▶ Rows of labeled boxes:
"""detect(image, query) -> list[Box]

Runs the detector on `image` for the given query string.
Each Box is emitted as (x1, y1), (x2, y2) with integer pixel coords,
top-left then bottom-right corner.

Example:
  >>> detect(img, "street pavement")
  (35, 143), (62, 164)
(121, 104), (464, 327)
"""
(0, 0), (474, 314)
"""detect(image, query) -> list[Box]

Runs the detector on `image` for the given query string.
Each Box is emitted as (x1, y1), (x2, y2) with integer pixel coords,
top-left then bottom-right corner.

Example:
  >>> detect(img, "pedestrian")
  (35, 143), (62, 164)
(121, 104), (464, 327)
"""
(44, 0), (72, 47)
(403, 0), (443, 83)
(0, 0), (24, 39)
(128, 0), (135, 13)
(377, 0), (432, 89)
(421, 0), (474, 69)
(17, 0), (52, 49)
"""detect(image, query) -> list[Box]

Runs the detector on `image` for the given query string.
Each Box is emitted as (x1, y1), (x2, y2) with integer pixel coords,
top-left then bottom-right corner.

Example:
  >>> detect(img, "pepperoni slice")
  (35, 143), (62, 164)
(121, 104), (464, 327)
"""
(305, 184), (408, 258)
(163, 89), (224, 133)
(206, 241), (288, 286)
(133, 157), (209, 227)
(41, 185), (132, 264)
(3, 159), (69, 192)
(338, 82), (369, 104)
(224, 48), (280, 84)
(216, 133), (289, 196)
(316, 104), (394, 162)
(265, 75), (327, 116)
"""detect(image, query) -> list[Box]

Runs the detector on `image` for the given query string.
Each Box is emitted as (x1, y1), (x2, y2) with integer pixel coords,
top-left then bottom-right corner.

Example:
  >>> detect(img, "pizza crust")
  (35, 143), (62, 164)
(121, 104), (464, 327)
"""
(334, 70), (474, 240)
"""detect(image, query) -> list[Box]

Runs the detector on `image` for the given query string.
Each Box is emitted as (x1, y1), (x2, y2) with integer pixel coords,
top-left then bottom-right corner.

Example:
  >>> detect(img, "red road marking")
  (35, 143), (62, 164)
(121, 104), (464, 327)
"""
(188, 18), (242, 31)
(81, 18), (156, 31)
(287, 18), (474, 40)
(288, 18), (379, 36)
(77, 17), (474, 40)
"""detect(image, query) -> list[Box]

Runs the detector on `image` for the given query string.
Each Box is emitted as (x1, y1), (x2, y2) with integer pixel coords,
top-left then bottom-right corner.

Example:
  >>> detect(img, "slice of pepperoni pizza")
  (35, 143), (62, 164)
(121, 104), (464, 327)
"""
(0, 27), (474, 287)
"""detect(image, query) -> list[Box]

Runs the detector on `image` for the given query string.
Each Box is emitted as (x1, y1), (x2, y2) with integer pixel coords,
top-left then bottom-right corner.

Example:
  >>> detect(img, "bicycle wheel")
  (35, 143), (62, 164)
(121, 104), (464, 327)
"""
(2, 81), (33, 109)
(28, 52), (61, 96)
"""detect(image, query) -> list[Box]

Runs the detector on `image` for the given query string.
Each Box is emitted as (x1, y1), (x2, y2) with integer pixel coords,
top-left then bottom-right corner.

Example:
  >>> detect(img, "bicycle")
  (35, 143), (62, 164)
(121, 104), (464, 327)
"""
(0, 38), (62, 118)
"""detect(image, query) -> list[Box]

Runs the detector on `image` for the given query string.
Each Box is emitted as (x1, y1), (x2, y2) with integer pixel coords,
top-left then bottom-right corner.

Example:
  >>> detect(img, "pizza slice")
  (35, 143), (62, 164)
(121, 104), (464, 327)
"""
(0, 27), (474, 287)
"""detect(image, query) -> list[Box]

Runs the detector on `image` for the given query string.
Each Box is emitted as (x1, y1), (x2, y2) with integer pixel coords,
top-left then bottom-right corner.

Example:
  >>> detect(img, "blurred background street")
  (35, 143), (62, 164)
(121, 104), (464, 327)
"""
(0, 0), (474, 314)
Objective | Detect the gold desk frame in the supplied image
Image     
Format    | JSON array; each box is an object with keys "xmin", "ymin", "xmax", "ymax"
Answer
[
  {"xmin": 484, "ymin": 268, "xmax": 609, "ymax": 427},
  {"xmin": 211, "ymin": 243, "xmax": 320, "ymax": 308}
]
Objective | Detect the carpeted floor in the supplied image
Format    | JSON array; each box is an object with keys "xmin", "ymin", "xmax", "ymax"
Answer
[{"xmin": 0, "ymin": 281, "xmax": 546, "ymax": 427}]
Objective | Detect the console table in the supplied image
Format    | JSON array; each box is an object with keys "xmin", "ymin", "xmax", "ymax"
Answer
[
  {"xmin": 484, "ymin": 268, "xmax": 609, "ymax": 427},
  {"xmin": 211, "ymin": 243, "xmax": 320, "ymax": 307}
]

▶ What the task requires: How many lines in the rows above contain the string "pizza"? Reply with the number alone.

▶ Exercise output: 3